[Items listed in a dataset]
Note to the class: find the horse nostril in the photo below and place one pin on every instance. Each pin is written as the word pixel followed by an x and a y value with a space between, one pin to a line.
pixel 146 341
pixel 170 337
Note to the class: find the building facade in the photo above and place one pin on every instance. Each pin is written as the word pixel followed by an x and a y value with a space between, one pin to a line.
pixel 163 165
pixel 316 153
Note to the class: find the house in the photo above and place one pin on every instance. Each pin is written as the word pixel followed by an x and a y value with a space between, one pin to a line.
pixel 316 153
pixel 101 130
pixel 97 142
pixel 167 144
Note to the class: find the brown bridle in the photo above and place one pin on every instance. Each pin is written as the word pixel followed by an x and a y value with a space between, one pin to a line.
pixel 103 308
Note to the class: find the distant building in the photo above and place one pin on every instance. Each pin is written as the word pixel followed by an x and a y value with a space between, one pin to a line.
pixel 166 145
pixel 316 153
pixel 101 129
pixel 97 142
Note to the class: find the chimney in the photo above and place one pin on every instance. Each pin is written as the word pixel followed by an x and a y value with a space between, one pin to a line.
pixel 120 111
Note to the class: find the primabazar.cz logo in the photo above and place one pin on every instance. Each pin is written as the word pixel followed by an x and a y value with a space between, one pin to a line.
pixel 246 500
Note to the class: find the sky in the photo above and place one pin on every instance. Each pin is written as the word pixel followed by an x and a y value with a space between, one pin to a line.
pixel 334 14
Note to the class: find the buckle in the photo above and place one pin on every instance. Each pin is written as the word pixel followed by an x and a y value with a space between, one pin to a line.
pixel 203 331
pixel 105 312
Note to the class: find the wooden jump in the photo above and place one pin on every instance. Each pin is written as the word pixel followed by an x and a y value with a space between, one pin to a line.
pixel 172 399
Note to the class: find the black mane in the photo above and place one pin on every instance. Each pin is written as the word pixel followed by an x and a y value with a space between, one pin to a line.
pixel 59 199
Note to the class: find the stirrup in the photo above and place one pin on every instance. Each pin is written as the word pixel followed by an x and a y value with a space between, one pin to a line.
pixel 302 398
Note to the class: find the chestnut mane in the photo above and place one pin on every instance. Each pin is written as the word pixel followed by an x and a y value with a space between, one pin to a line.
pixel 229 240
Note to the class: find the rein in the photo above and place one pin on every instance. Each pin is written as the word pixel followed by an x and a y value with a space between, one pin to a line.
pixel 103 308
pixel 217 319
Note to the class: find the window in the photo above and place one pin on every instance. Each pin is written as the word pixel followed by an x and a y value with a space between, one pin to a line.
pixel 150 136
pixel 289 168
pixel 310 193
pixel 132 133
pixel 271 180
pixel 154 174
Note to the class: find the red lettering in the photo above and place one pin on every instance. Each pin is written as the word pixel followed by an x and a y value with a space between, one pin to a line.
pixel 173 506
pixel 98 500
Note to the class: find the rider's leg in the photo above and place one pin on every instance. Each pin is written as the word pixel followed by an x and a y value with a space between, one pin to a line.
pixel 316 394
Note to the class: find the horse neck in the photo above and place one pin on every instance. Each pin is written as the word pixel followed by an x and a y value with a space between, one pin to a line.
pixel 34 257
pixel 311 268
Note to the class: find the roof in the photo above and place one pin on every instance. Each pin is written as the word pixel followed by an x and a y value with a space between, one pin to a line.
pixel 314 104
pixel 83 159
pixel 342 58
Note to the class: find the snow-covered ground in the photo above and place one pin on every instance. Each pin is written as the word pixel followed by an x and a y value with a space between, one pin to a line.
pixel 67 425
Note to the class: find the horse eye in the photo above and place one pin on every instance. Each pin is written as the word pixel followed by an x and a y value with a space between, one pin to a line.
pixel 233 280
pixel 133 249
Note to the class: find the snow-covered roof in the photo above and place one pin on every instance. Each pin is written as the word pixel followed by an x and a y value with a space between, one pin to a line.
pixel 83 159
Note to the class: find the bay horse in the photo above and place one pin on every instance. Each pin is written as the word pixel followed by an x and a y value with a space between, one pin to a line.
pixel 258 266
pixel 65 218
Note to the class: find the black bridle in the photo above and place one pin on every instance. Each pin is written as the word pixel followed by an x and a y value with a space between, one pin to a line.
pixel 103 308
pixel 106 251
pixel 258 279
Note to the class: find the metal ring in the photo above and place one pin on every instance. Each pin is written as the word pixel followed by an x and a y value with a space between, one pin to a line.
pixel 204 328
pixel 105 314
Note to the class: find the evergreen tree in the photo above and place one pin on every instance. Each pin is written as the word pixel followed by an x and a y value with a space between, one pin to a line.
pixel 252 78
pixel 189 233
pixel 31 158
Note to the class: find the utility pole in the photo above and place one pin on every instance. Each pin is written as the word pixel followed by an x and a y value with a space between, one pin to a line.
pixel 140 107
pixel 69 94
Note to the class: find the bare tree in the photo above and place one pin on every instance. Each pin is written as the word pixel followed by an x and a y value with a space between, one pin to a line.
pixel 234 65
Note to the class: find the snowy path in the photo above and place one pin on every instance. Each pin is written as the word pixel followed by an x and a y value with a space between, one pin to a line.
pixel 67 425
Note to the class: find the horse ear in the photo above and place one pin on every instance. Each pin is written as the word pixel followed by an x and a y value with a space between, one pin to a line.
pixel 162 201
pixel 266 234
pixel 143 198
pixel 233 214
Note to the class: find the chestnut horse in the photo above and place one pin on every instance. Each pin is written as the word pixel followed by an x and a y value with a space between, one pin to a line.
---
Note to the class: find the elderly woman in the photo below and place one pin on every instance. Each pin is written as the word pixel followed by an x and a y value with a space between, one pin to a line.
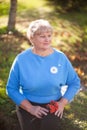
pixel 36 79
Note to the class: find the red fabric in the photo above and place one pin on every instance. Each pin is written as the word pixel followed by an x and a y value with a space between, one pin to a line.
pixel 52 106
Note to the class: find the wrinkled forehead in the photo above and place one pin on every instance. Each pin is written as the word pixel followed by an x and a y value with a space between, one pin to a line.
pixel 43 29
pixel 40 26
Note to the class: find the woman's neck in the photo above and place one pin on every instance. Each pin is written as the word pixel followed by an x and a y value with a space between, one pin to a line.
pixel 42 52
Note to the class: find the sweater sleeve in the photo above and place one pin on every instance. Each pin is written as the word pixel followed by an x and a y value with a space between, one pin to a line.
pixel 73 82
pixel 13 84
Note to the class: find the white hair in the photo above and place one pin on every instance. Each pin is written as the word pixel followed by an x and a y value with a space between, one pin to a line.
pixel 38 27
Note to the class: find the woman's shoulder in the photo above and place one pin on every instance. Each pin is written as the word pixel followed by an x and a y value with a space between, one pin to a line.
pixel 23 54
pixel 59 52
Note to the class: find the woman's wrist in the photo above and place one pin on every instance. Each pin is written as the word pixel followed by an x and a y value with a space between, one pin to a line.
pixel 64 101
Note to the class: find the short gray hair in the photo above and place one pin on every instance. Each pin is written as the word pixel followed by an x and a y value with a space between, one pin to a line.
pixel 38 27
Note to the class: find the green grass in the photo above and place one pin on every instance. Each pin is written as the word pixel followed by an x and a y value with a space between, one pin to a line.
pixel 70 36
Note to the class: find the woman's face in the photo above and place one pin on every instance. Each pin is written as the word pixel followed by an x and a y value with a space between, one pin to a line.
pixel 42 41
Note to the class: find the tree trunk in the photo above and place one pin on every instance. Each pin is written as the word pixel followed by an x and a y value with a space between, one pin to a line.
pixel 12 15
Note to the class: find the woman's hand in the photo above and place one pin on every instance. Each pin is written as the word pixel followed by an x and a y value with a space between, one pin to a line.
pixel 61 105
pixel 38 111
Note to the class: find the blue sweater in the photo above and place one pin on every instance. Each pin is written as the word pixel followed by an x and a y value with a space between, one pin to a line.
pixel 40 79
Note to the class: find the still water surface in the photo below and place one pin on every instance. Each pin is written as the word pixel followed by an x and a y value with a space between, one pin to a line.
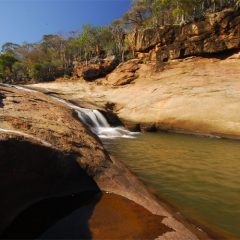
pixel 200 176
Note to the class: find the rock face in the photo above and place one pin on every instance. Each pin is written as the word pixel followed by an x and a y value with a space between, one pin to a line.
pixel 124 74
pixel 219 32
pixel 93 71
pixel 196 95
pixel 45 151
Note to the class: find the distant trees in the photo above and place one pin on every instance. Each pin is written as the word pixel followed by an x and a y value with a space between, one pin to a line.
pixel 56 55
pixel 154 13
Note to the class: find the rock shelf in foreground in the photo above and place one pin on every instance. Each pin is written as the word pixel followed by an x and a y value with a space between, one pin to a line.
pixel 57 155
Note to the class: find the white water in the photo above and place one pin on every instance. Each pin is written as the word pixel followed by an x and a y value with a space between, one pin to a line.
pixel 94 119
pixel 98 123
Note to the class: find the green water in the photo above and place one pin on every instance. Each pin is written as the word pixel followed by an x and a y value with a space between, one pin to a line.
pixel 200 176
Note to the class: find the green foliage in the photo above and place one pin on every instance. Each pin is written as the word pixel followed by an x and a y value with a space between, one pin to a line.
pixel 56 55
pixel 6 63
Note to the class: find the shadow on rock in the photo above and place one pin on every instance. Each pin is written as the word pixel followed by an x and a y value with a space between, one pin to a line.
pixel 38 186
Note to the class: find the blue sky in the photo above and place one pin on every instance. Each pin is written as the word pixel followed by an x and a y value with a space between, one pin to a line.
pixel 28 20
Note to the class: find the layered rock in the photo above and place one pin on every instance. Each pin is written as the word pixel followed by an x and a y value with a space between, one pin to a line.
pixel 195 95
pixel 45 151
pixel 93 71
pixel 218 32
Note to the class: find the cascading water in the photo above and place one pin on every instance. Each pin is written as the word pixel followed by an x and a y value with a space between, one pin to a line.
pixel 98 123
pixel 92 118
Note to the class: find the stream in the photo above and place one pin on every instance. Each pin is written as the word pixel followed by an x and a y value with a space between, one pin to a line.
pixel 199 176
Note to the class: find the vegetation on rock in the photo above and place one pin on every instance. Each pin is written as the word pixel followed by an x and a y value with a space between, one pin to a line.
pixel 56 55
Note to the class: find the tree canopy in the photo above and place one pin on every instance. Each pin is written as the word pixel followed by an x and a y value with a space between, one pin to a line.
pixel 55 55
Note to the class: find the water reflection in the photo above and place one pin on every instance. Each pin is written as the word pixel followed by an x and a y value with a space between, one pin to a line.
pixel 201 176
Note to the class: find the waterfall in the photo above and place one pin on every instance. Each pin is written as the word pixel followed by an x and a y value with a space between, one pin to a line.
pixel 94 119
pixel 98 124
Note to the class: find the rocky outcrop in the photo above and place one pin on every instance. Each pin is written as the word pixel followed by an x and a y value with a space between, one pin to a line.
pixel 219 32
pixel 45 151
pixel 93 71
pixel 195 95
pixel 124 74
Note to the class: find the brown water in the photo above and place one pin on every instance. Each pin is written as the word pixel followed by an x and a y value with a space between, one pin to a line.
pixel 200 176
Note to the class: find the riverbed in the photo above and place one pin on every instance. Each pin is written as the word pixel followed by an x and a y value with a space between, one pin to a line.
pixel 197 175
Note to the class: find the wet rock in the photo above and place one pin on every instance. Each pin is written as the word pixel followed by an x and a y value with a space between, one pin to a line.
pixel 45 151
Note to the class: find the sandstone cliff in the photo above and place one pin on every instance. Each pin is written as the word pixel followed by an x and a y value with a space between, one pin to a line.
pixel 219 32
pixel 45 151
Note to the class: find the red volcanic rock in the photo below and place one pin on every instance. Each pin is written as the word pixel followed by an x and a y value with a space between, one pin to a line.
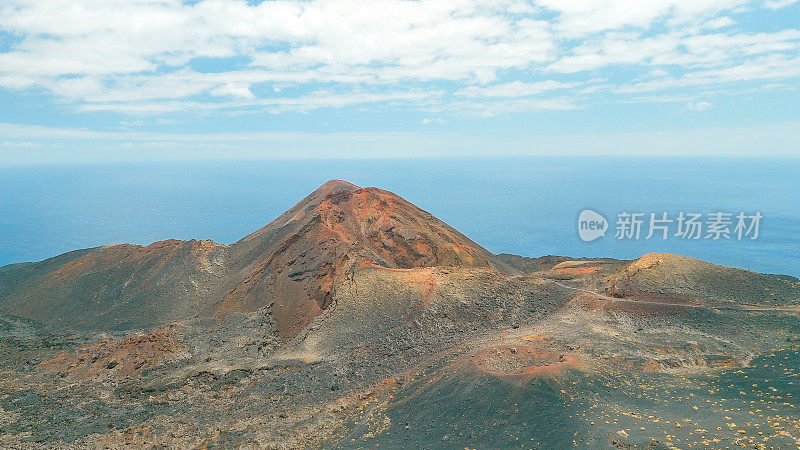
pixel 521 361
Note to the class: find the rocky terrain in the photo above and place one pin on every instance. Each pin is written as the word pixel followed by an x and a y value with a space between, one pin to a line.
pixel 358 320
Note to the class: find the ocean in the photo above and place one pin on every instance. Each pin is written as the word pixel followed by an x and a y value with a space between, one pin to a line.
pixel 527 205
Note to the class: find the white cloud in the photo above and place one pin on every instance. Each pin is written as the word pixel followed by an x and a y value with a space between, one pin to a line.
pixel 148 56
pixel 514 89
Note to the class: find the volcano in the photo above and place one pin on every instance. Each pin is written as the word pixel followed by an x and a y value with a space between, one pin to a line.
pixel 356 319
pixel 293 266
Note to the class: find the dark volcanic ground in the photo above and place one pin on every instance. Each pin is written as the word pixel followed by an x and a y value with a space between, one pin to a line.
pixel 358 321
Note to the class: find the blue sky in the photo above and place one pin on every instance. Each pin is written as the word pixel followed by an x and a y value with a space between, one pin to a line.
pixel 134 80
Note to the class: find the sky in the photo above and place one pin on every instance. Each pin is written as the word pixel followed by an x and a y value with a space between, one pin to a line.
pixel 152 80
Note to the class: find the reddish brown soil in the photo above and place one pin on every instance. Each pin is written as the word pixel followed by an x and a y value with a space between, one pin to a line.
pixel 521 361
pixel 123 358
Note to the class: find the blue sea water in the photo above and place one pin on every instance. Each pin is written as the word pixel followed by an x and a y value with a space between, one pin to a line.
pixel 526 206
---
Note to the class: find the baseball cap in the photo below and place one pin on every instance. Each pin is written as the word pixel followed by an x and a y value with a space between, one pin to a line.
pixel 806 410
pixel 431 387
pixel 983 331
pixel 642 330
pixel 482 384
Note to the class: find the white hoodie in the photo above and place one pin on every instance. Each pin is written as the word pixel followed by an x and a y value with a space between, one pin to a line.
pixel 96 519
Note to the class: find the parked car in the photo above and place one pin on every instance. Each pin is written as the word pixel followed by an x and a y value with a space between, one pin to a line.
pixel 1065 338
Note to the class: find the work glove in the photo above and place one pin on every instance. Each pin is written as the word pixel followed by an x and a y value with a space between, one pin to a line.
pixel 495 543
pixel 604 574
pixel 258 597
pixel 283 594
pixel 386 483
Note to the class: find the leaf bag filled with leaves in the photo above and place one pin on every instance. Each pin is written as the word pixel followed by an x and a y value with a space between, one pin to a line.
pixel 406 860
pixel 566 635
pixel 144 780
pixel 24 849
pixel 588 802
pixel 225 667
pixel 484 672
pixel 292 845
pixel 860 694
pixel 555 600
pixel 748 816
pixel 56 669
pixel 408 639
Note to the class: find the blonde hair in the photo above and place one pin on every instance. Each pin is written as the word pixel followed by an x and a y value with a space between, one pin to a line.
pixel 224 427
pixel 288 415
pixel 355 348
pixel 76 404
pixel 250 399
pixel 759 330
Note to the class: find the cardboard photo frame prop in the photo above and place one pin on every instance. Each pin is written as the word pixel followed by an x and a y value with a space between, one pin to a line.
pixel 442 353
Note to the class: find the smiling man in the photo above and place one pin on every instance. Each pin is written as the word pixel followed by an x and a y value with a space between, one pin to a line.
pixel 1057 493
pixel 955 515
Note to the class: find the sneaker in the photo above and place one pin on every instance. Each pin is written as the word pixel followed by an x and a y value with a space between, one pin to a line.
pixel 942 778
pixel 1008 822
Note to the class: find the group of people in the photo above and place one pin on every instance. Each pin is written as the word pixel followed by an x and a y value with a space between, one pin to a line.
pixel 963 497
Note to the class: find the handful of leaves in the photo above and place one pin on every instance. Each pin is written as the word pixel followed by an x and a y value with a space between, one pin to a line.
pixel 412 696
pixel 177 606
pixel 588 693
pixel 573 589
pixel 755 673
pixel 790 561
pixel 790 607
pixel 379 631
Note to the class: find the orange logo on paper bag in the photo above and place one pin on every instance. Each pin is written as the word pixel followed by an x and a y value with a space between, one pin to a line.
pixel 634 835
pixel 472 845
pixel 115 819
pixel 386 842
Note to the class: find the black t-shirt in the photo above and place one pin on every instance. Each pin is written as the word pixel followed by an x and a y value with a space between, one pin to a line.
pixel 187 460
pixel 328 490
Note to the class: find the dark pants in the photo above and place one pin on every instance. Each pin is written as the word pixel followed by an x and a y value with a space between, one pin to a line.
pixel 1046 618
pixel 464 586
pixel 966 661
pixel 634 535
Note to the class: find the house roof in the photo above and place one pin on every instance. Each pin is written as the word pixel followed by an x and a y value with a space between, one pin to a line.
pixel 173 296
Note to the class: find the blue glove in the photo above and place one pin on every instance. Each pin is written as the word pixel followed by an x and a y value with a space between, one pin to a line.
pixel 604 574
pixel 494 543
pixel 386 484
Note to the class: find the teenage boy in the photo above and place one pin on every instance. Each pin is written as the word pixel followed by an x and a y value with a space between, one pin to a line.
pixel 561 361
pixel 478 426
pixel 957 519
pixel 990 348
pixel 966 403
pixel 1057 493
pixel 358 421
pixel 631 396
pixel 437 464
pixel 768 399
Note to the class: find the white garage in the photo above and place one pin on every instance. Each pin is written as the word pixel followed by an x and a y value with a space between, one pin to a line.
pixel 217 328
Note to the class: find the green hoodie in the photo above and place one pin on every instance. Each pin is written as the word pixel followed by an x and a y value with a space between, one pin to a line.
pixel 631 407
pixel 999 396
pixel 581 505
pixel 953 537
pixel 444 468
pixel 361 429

◆ **Written request**: Write out the items from the line with "Note to the class: find the horse ear" to the line with "Note to the class: find the chestnut horse" again, replacing "pin" with "marker" and keeping everything else unchanged.

◆ **Final result**:
Note to the class: find the horse ear in the photo above and place one marker on every instance. Each marker is written as the word pixel followed by an x and a y value with a space between, one marker to a line.
pixel 162 201
pixel 266 234
pixel 143 198
pixel 233 214
Note to the class: find the chestnut horse in the photo above and place one marker on every instance. Each marker is written as the word pixel followed by an x and a y value with a space between, one marker to a line.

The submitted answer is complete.